» Task details: Continue the article on converting terahertz light into sound, beginning after its final sentence.

» Page extract:
Hearing Light: New Technique Converts T-Rays into Sound Waves
Can you imagine hearing light? That's exactly what a new device does. The technology "listens" for light waves and could help open up the last frontier of the electromagnetic spectrum-the terahertz range.
So-called T-rays are light waves that are too long for human eyes to see. In theory, these light waves could potentially help airport security guards find chemical and other weapons and could even allow doctors to image body tissues with less damage to healthy areas. Yet because terahertz frequencies fall between the capabilities of the specialized tools presently used to detect light, scientists have been unable to find a way to harness them-until now.
The terahertz gap is actually a sliver between the microwave and infrared bands of the electromagnetic spectrum. The spectrum itself spans from the longest, low-energy radio waves that carry songs to our receivers to the high-energy gamma rays that are released when nuclear bombs exploded. While the terahertz gap is "scientifically rich," today's detectors are bulky or need to be kept cold to work.
The new system could potentially help bridge the terahertz gap. The scientists created a special transducer that makes light-to-sound conversion possible, converting one form of energy into another. Essentially, the scientists use a detector to convert the T-ray light into sound. The sound that the detector makes is too high for human ears to hear-an ultrasound wave.

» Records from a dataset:
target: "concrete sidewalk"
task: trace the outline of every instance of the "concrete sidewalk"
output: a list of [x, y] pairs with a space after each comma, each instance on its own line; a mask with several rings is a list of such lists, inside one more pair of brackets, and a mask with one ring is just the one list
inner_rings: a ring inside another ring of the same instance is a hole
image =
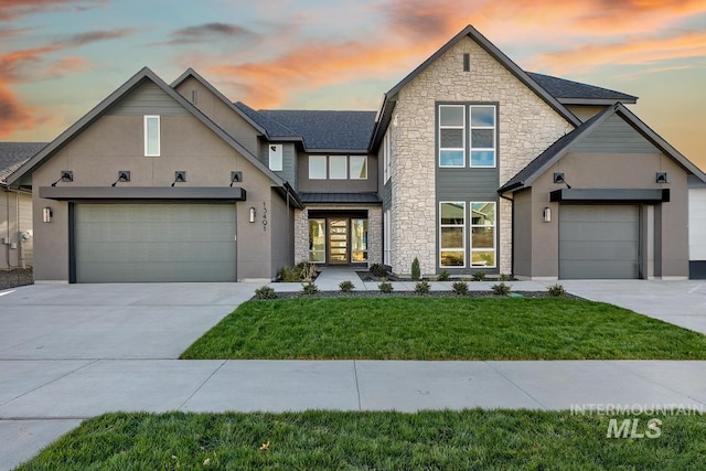
[[[338, 290], [345, 277], [359, 289], [377, 289], [352, 275], [332, 270], [317, 283]], [[472, 282], [469, 288], [493, 283]], [[552, 283], [511, 282], [524, 291]], [[706, 332], [706, 283], [561, 283], [587, 299]], [[175, 360], [258, 286], [38, 285], [0, 291], [0, 470], [36, 454], [82, 419], [116, 410], [558, 410], [619, 405], [706, 410], [706, 362]], [[274, 286], [301, 289], [300, 283]], [[449, 282], [432, 286], [450, 289]], [[398, 291], [413, 289], [414, 283], [395, 283]]]

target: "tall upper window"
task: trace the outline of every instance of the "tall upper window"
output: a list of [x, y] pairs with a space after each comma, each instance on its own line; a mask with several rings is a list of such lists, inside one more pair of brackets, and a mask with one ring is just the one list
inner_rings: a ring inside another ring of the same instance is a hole
[[494, 105], [439, 105], [439, 167], [495, 167], [495, 115]]
[[466, 266], [466, 203], [439, 203], [439, 265]]
[[160, 124], [159, 116], [145, 117], [145, 156], [159, 157]]
[[439, 106], [439, 167], [466, 167], [466, 106]]
[[471, 167], [495, 167], [494, 106], [471, 106]]

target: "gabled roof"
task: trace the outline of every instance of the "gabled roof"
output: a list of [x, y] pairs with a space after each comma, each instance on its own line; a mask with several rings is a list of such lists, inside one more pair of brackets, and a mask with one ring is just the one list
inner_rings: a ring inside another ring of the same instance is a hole
[[45, 146], [46, 142], [0, 142], [0, 184]]
[[593, 130], [598, 129], [608, 118], [613, 115], [619, 115], [628, 124], [630, 124], [638, 132], [644, 136], [650, 142], [652, 142], [664, 154], [671, 157], [680, 163], [685, 170], [696, 175], [698, 179], [706, 182], [706, 174], [696, 165], [694, 165], [686, 157], [674, 149], [667, 141], [665, 141], [660, 135], [654, 132], [648, 125], [645, 125], [640, 118], [633, 115], [624, 105], [617, 103], [611, 107], [606, 108], [598, 115], [593, 116], [588, 121], [584, 122], [571, 132], [559, 138], [556, 142], [542, 152], [536, 159], [522, 169], [515, 176], [510, 179], [507, 183], [502, 185], [499, 193], [507, 193], [524, 188], [532, 186], [534, 181], [546, 172], [552, 165], [554, 165], [559, 159], [570, 152], [571, 148], [581, 139], [590, 136]]
[[231, 108], [233, 111], [235, 111], [237, 115], [239, 115], [243, 119], [245, 119], [247, 122], [250, 124], [250, 126], [253, 126], [259, 133], [265, 135], [267, 133], [267, 131], [265, 130], [265, 128], [263, 128], [260, 125], [258, 125], [255, 120], [253, 120], [246, 113], [243, 113], [242, 109], [239, 109], [237, 106], [235, 106], [235, 104], [233, 104], [228, 98], [225, 97], [225, 95], [223, 95], [221, 92], [218, 92], [218, 89], [216, 87], [214, 87], [213, 85], [211, 85], [211, 83], [208, 81], [206, 81], [205, 78], [203, 78], [201, 75], [199, 75], [199, 73], [196, 71], [194, 71], [193, 68], [189, 67], [183, 74], [181, 74], [174, 82], [172, 82], [172, 84], [170, 85], [172, 88], [176, 88], [179, 87], [179, 85], [181, 85], [184, 81], [186, 81], [188, 78], [193, 77], [194, 79], [196, 79], [201, 85], [203, 85], [204, 87], [206, 87], [208, 89], [208, 92], [211, 92], [212, 94], [214, 94], [216, 97], [218, 97], [218, 99], [221, 101], [223, 101], [228, 108]]
[[539, 84], [537, 84], [534, 78], [532, 78], [526, 72], [520, 68], [517, 64], [515, 64], [510, 57], [507, 57], [485, 36], [478, 32], [475, 28], [469, 24], [384, 95], [383, 106], [381, 107], [381, 110], [378, 113], [377, 125], [371, 139], [372, 148], [376, 148], [383, 138], [383, 133], [385, 132], [387, 125], [389, 124], [394, 103], [397, 99], [397, 94], [399, 93], [399, 90], [402, 90], [405, 85], [411, 82], [417, 75], [429, 67], [432, 63], [435, 63], [439, 57], [446, 54], [451, 47], [453, 47], [459, 41], [464, 38], [470, 38], [473, 42], [481, 46], [488, 54], [490, 54], [495, 61], [504, 66], [511, 74], [513, 74], [520, 82], [527, 86], [527, 88], [534, 92], [539, 98], [542, 98], [548, 106], [550, 106], [568, 122], [573, 124], [574, 126], [579, 126], [581, 124], [580, 119], [578, 119], [571, 111], [569, 111], [557, 98], [555, 98], [549, 92], [539, 86]]
[[375, 126], [375, 111], [256, 111], [240, 101], [236, 106], [263, 126], [270, 140], [300, 140], [311, 152], [366, 153]]
[[625, 104], [638, 103], [637, 96], [622, 92], [533, 72], [527, 72], [527, 75], [563, 105], [612, 105], [616, 101]]
[[[263, 162], [260, 162], [257, 157], [255, 157], [250, 151], [244, 148], [237, 140], [233, 139], [231, 135], [221, 129], [215, 122], [213, 122], [206, 115], [201, 113], [195, 106], [193, 106], [189, 100], [186, 100], [183, 96], [181, 96], [175, 89], [167, 85], [164, 81], [162, 81], [157, 74], [150, 71], [148, 67], [143, 67], [137, 74], [135, 74], [130, 79], [128, 79], [125, 84], [122, 84], [118, 89], [113, 92], [108, 97], [106, 97], [103, 101], [100, 101], [95, 108], [88, 111], [83, 118], [76, 121], [73, 126], [62, 132], [56, 139], [50, 142], [45, 148], [43, 148], [39, 153], [32, 157], [29, 161], [22, 164], [17, 171], [14, 171], [9, 178], [8, 183], [14, 184], [19, 179], [21, 179], [24, 174], [31, 172], [36, 167], [42, 164], [45, 160], [54, 154], [54, 152], [61, 150], [65, 144], [67, 144], [71, 140], [73, 140], [76, 136], [78, 136], [83, 130], [89, 127], [93, 122], [95, 122], [104, 113], [113, 106], [120, 98], [129, 94], [132, 89], [138, 87], [145, 81], [152, 82], [157, 85], [162, 92], [169, 95], [172, 99], [179, 103], [182, 107], [184, 107], [188, 111], [191, 113], [199, 121], [201, 121], [204, 126], [211, 129], [216, 136], [218, 136], [223, 141], [229, 144], [234, 150], [236, 150], [240, 156], [243, 156], [246, 160], [248, 160], [253, 165], [255, 165], [258, 170], [265, 173], [276, 186], [286, 189], [286, 182], [280, 179], [277, 174], [275, 174], [271, 170], [269, 170]], [[295, 196], [296, 203], [301, 205], [300, 201]]]

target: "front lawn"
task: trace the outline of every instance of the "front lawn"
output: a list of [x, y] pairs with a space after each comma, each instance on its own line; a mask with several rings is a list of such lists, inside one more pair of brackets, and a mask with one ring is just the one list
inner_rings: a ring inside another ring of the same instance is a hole
[[[643, 438], [607, 437], [616, 418], [639, 420]], [[19, 470], [702, 469], [703, 417], [660, 416], [645, 433], [650, 419], [481, 409], [108, 414]]]
[[706, 336], [563, 298], [248, 301], [182, 358], [704, 360]]

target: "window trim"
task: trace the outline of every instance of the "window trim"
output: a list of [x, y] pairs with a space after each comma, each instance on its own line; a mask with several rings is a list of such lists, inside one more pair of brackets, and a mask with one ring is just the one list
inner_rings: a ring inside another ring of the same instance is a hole
[[[157, 119], [157, 151], [150, 152], [149, 121]], [[145, 138], [145, 157], [160, 157], [162, 151], [162, 124], [159, 115], [145, 115], [142, 119], [142, 131]]]
[[[442, 126], [441, 125], [441, 108], [462, 108], [463, 109], [463, 125], [461, 126]], [[438, 146], [438, 165], [440, 169], [464, 169], [466, 168], [466, 153], [467, 153], [467, 147], [468, 147], [468, 138], [467, 135], [469, 133], [469, 131], [467, 131], [467, 121], [468, 121], [468, 105], [464, 104], [439, 104], [437, 106], [437, 132], [439, 136], [439, 146]], [[443, 129], [461, 129], [461, 133], [462, 133], [462, 139], [463, 139], [463, 143], [461, 148], [447, 148], [447, 147], [441, 147], [441, 131]], [[463, 153], [462, 157], [462, 163], [460, 165], [446, 165], [441, 163], [441, 152], [443, 151], [461, 151]]]
[[[492, 204], [493, 205], [493, 225], [489, 226], [489, 225], [484, 225], [484, 224], [473, 224], [473, 217], [471, 214], [471, 217], [469, 218], [469, 255], [470, 255], [470, 267], [471, 268], [498, 268], [498, 202], [495, 201], [471, 201], [469, 203], [469, 211], [472, 213], [473, 212], [473, 205], [474, 204]], [[493, 259], [495, 260], [494, 265], [473, 265], [473, 253], [474, 251], [490, 251], [490, 249], [488, 247], [481, 247], [481, 248], [474, 248], [473, 247], [473, 228], [474, 227], [492, 227], [493, 228], [493, 247], [492, 247], [492, 251], [493, 251]]]
[[[441, 207], [443, 204], [458, 204], [458, 205], [463, 205], [463, 224], [442, 224], [441, 223], [441, 217], [442, 217], [442, 213], [441, 213]], [[467, 221], [468, 221], [468, 211], [467, 211], [467, 202], [466, 201], [440, 201], [439, 202], [439, 218], [438, 218], [438, 229], [439, 229], [439, 267], [441, 268], [466, 268], [468, 266], [467, 264], [467, 256], [468, 256], [468, 244], [467, 244]], [[460, 248], [443, 248], [441, 247], [441, 240], [442, 240], [442, 236], [441, 236], [441, 229], [445, 227], [461, 227], [462, 228], [462, 234], [461, 234], [461, 244], [462, 247]], [[456, 253], [461, 253], [463, 254], [463, 265], [443, 265], [442, 263], [442, 258], [441, 258], [441, 253], [442, 251], [456, 251]]]
[[[473, 126], [473, 120], [471, 119], [473, 108], [492, 108], [493, 109], [493, 126]], [[484, 147], [473, 147], [473, 129], [485, 129], [493, 131], [493, 147], [484, 148]], [[493, 152], [493, 164], [492, 165], [474, 165], [473, 164], [473, 151], [482, 151]], [[468, 152], [469, 159], [468, 163], [471, 169], [494, 169], [498, 167], [498, 106], [494, 104], [469, 104], [468, 105]]]

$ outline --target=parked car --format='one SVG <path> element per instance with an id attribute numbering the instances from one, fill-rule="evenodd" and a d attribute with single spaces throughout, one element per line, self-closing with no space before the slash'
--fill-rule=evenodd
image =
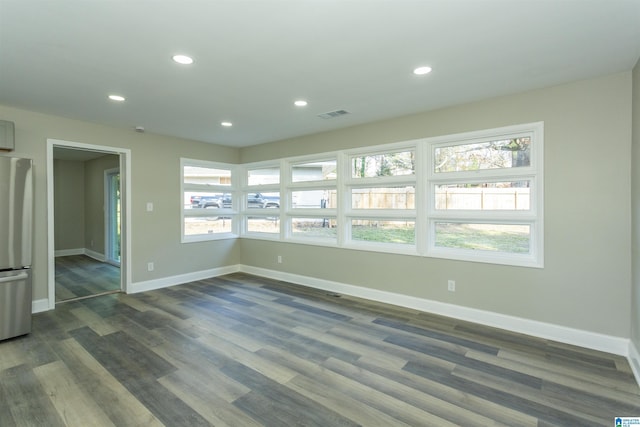
<path id="1" fill-rule="evenodd" d="M 192 196 L 191 206 L 195 208 L 230 208 L 230 194 L 215 194 L 212 196 Z"/>
<path id="2" fill-rule="evenodd" d="M 192 208 L 231 208 L 231 194 L 214 194 L 207 196 L 191 196 Z M 279 196 L 266 196 L 262 193 L 249 193 L 247 195 L 248 208 L 279 208 Z"/>

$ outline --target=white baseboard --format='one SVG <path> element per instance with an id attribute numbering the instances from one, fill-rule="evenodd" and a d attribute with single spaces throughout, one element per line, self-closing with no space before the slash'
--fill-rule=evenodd
<path id="1" fill-rule="evenodd" d="M 629 340 L 629 356 L 627 359 L 629 359 L 629 365 L 631 365 L 633 376 L 636 377 L 636 382 L 640 384 L 640 352 L 631 340 Z"/>
<path id="2" fill-rule="evenodd" d="M 31 303 L 31 313 L 42 313 L 49 310 L 49 298 L 37 299 Z"/>
<path id="3" fill-rule="evenodd" d="M 129 289 L 127 289 L 127 293 L 135 294 L 138 292 L 151 291 L 154 289 L 161 289 L 169 286 L 181 285 L 183 283 L 189 283 L 196 280 L 209 279 L 211 277 L 237 273 L 238 271 L 240 271 L 240 265 L 229 265 L 225 267 L 212 268 L 210 270 L 202 270 L 202 271 L 196 271 L 193 273 L 179 274 L 177 276 L 146 280 L 144 282 L 132 283 Z"/>
<path id="4" fill-rule="evenodd" d="M 247 265 L 240 271 L 629 357 L 630 340 L 625 338 Z"/>
<path id="5" fill-rule="evenodd" d="M 59 251 L 55 251 L 54 253 L 54 256 L 56 258 L 59 256 L 72 256 L 72 255 L 84 255 L 84 248 L 61 249 Z"/>

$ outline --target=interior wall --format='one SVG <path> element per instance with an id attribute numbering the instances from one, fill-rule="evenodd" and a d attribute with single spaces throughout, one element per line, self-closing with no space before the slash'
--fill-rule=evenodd
<path id="1" fill-rule="evenodd" d="M 631 342 L 640 351 L 640 60 L 633 69 Z M 639 361 L 640 362 L 640 361 Z"/>
<path id="2" fill-rule="evenodd" d="M 628 338 L 631 88 L 626 72 L 241 149 L 244 163 L 543 121 L 544 268 L 250 239 L 242 263 Z"/>
<path id="3" fill-rule="evenodd" d="M 180 157 L 237 163 L 237 149 L 1 105 L 0 118 L 15 123 L 16 149 L 9 155 L 34 161 L 34 300 L 48 298 L 48 138 L 131 150 L 130 267 L 134 283 L 240 262 L 239 247 L 234 240 L 180 243 Z M 153 212 L 146 211 L 147 202 L 154 203 Z M 147 271 L 148 262 L 155 263 L 154 271 Z"/>
<path id="4" fill-rule="evenodd" d="M 56 159 L 53 169 L 56 251 L 84 248 L 84 165 Z"/>
<path id="5" fill-rule="evenodd" d="M 120 156 L 108 154 L 84 162 L 85 228 L 84 246 L 100 255 L 105 253 L 104 171 L 120 166 Z"/>

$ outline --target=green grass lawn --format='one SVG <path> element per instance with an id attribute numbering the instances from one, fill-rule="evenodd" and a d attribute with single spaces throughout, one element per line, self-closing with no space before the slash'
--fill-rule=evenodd
<path id="1" fill-rule="evenodd" d="M 483 251 L 528 253 L 530 236 L 525 226 L 509 231 L 490 224 L 438 224 L 436 246 Z"/>
<path id="2" fill-rule="evenodd" d="M 335 238 L 334 227 L 299 226 L 296 232 L 307 237 Z M 453 224 L 437 225 L 436 246 L 444 248 L 475 249 L 492 252 L 522 254 L 529 252 L 529 229 L 526 226 L 500 226 L 492 224 Z M 404 227 L 367 227 L 352 228 L 353 240 L 378 243 L 414 244 L 415 229 Z"/>

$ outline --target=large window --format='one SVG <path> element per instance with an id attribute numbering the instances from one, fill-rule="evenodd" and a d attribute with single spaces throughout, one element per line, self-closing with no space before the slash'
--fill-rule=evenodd
<path id="1" fill-rule="evenodd" d="M 288 163 L 285 237 L 318 244 L 338 239 L 338 160 L 323 155 Z"/>
<path id="2" fill-rule="evenodd" d="M 247 166 L 243 186 L 243 234 L 256 238 L 280 238 L 280 164 Z"/>
<path id="3" fill-rule="evenodd" d="M 416 150 L 348 152 L 345 246 L 416 252 Z"/>
<path id="4" fill-rule="evenodd" d="M 182 242 L 237 236 L 233 168 L 181 159 Z"/>
<path id="5" fill-rule="evenodd" d="M 428 254 L 542 264 L 542 125 L 440 138 L 427 154 Z"/>

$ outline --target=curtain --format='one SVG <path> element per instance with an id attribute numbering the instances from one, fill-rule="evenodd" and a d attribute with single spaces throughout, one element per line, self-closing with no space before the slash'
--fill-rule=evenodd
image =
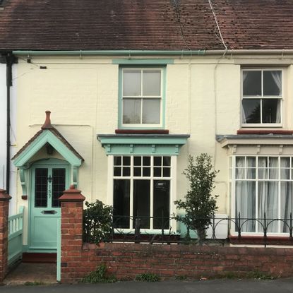
<path id="1" fill-rule="evenodd" d="M 264 181 L 258 181 L 258 217 L 263 218 L 265 213 L 267 219 L 277 219 L 278 215 L 278 158 L 277 157 L 263 157 L 259 158 L 260 165 L 265 164 L 266 168 L 264 169 L 265 175 Z M 268 224 L 267 221 L 267 225 Z M 262 220 L 263 224 L 263 221 Z M 268 227 L 268 232 L 277 232 L 278 222 L 274 221 Z M 258 227 L 258 232 L 263 232 L 263 227 Z"/>
<path id="2" fill-rule="evenodd" d="M 237 157 L 235 204 L 236 215 L 240 213 L 241 219 L 250 219 L 256 217 L 256 181 L 239 181 L 246 178 L 255 177 L 255 169 L 249 168 L 253 164 L 254 158 L 247 158 L 247 167 L 245 168 L 245 157 Z M 246 173 L 246 176 L 245 176 Z M 237 180 L 238 179 L 238 180 Z M 255 221 L 241 220 L 241 232 L 255 232 Z"/>
<path id="3" fill-rule="evenodd" d="M 281 158 L 281 215 L 282 219 L 289 219 L 290 213 L 292 210 L 292 181 L 287 181 L 290 179 L 290 158 Z M 286 180 L 286 181 L 285 181 Z M 289 220 L 286 221 L 289 225 Z M 289 232 L 288 226 L 281 223 L 281 232 Z"/>

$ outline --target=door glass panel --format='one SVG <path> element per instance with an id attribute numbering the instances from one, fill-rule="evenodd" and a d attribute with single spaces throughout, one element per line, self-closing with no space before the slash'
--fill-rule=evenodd
<path id="1" fill-rule="evenodd" d="M 65 190 L 65 169 L 58 168 L 52 169 L 52 208 L 60 208 L 61 204 L 58 198 Z"/>
<path id="2" fill-rule="evenodd" d="M 35 208 L 47 206 L 48 169 L 37 168 L 35 174 Z"/>
<path id="3" fill-rule="evenodd" d="M 150 228 L 150 180 L 133 180 L 133 217 L 140 219 L 143 229 Z"/>

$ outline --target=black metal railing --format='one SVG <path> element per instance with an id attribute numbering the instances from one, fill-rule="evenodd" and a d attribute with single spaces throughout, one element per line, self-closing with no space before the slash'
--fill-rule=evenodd
<path id="1" fill-rule="evenodd" d="M 99 220 L 101 220 L 100 217 Z M 292 213 L 289 217 L 286 219 L 268 218 L 265 213 L 262 218 L 241 217 L 240 213 L 234 218 L 213 216 L 210 222 L 207 227 L 209 235 L 205 242 L 208 245 L 212 243 L 224 245 L 227 241 L 229 234 L 234 235 L 239 241 L 247 235 L 257 235 L 259 243 L 265 246 L 268 245 L 270 235 L 282 234 L 285 239 L 293 244 Z M 221 224 L 223 226 L 222 227 Z M 182 220 L 175 217 L 115 215 L 112 217 L 109 225 L 110 229 L 103 234 L 102 239 L 100 238 L 96 242 L 101 240 L 108 242 L 150 244 L 188 244 L 196 241 L 196 234 L 194 232 L 188 225 L 185 225 Z M 84 227 L 83 241 L 95 242 L 92 235 L 97 234 L 96 229 L 100 229 L 99 225 L 92 221 L 85 223 Z M 222 234 L 222 237 L 219 238 L 220 233 Z"/>

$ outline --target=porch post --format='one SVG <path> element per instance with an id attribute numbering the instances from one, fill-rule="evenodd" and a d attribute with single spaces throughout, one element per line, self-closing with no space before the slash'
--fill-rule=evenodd
<path id="1" fill-rule="evenodd" d="M 85 198 L 71 185 L 59 198 L 61 201 L 61 281 L 72 279 L 71 265 L 83 247 L 83 213 Z M 74 265 L 74 263 L 73 263 Z M 58 265 L 58 264 L 57 264 Z"/>
<path id="2" fill-rule="evenodd" d="M 11 196 L 0 189 L 0 282 L 7 273 L 8 245 L 8 209 Z"/>

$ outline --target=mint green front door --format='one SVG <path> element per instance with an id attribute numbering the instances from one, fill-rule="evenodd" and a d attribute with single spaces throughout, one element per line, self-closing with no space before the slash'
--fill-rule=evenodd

» Result of the task:
"We convert T-ray light into sound," said Jay Guo, one of the researchers, in a news release. "Our detector is sensitive, compact and works at room temperature, and we've made it using an unconventional approach."
While ultrasound detectors exist, the researchers created their own in the form of a microscopic plastic ring known as a microring resonator. They then connected their system to a computer and showed that they could use it to scan and produce an image of an aluminum cross.
The findings reveal a way to potentially harness T-rays. This could be huge for the future of scanning in both medical and security applications.
The findings are published in the journal Nature Photonics.